• PETUNJUK TUGAS:
(a) Menurut teks tentang Umar bin Abdul Aziz, apa alasan Khalifah Sulaiman menetapkan Umar sebagai putera mahkota? Jawablah dalam satu sampai tiga kalimat.
(b) Teruskan teks tentang Umar bin Abdul Aziz setelah baris terakhirnya.

• KUTIPAN TEKS:

- - - - -

Umar bin Abdul Aziz lalu tinggal di Damaskus sampai Al-Walid menjadi khalifah pada tahun 86 H. Atas dasar kearifan dan kelayakannya yang dimiliki Umar, seperti yang diketahui oleh Khalifah Al-Walid, maka pada tahun itu juga ia diangkat menjadi gubernur Madinah. Tercatat, bahwa Umar bertugas sebagai Gubernur di Madinah selama tujuh tahun dan selama bertugas ia menjadi figur teladan dalam kewara`an dan ketakwaan.
Ketika Khalifah Al-Walid bermaksud hendak memecat saudaranya, Sulaiman, dari posisi sebagai putera makhota dan menghendaki agar puteranya dibai`at sebagai calon khalifah kelak sepeninggalnya, ternyata Umar menolak Sulaiman dipecat dari posisinya sebagai putera mahkota yang telah menjadi haknya untuk dibai`at,.[6]
Setelah Al-Walid wafat, sudaranya, Sulaiman naik takhta sesuai dengan wasiat ayah mereka, Abd al-Malik. Menjelang Sulaiman wafat, ia tinggalkan wasiat tertulis yang menetapkan Umar bin Abdul Aziz sebagai penggantinya. Khalifah Sulaiman dengan mantap telah mengangkat Umar bin Abdul Aziz sebagai putera mahkota sebagai balas jasa atas sikapnya yang telah berjasa membela haknya dahulu, disamping karena akhlaknya yang mulia dan karakter lembut yang dimilikinya.
Semula Umar dengan tegas menolak jabatan kekhalifahan yang ditunjuk oleh Sulaiman. Karena terus didesak kaum Muslim, akhirnya menerima amanah umat tersebut yang menurutnya terasa tidak ringan itu. Buktinya, pada umumnya seperti layaknya orang yang baru menerima anugrah jabatan, pasti mengucapkan Alhamdulillah, justru Umar sebaliknya. Ia mengucapkan inna lillahi wa inna ilaihi raji`un, seperti orang yang seketika terkena musibah. Umar menegaskan bahwa jabatan khalifah sama sekali tidak pernah dia minta dari Allah. Umar juga menyatakan dirinya bukan yang terbaik di antara rakyatnya melainkan hanya orang yang paling berat menanggung tanggung jawab ini.
Umar bin Abdul Aziz dianggap sebagai seorang khalifah dari para khalifah Bani Umayyah yang paling baik sejarah kehidupannya, paling bersih kepribadiannya, paling terjaga lidahnya, paling giat menyebarkan dan menegakkan agama. Kaum Muslimin menyamakan kepemimpinannya dengan kepemimpinan kakeknya, Umar ibn Khattab, baik dalam keadilan maupun dalam kezuhudannya.
Nilai dan Prinsip Kepemimpinan Umar bin Abdul Aziz yang tersirat dalam Al Quran dan Hadist.

- - - - -

• DATA TERSEDIA:
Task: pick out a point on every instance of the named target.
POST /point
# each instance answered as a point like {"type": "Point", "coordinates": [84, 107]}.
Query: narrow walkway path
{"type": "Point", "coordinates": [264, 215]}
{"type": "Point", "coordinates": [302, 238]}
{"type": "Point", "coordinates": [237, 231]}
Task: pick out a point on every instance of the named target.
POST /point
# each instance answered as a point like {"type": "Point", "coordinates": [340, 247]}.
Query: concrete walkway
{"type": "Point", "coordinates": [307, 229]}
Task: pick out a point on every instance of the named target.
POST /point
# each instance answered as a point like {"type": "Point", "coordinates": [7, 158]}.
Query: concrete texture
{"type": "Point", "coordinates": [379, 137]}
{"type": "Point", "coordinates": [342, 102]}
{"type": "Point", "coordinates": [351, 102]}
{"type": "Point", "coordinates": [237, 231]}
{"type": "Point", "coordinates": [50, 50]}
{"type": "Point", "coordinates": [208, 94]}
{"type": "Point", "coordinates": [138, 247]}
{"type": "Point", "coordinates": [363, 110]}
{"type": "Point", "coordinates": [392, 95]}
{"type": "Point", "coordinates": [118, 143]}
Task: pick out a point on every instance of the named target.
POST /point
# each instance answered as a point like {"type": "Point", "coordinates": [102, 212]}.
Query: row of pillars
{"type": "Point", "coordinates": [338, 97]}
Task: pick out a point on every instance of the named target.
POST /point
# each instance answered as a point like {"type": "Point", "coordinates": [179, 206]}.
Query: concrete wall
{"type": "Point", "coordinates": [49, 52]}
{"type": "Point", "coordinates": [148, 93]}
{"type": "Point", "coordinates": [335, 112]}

- - - - -

• HASIL LATIHAN:
(a) Sulaiman menetapkan Umar sebagai putera mahkota sebagai balas jasa, karena dahulu Umar membela hak Sulaiman dengan menolak rencana Al-Walid memecatnya dari posisi putera mahkota. Selain itu, Sulaiman memilihnya karena akhlak Umar yang mulia dan karakternya yang lembut.

(b)
1. Cerdas
Kecerdasan yang dimiliki Umar bin Abdul Aziz merupakan suatu nilai yang menempati posisi yang sangat penting sekaligus mendapat apresiasi yang sangat tinggi. Prinsip ini demikian penting dan tinggi karena urgensinya secara fundamental meliputi semua ranah kehidupan manusia.[7] Kesuksesan Umar bin Abdul Aziz diraih karena kecerdasan beliau dan kemampuannya dalam mengelolanya secara baik.
Dalam Alquran ayat yang mengisyaratkan nilai/prinsip itu, adalah
يَا مَعْشَرَ الْجِنِّ وَالْإِنْسِ إِنِ اسْتَطَعْتُمْ أَنْ تَنْفُذُوا مِنْ أَقْطَارِ السَّمَاوَاتِ وَالْأَرْضِ فَانْفُذُوا لَا تَنْفُذُونَ إِلَّا بِسُلْطَانٍ (33)
Artinya :
“Wahai jamaah jin dan manusia, jika kamu sanggup menembus (melintasi) penjuru langit dan bumi, maka lintasilah, kamu tidak dapat menembusnya melainkan dengan kekuatan”(QS. Al-Rahman (55): 33).
Ayat diatas mengingatkan manusia bahwa apa saja yang dipikirkan dan dibayangkan dalam bentuk visi dan misi semuanya bisa menjadi kenyataan, asalkan manusia memiliki sulthan (kekuatan/kemampuan).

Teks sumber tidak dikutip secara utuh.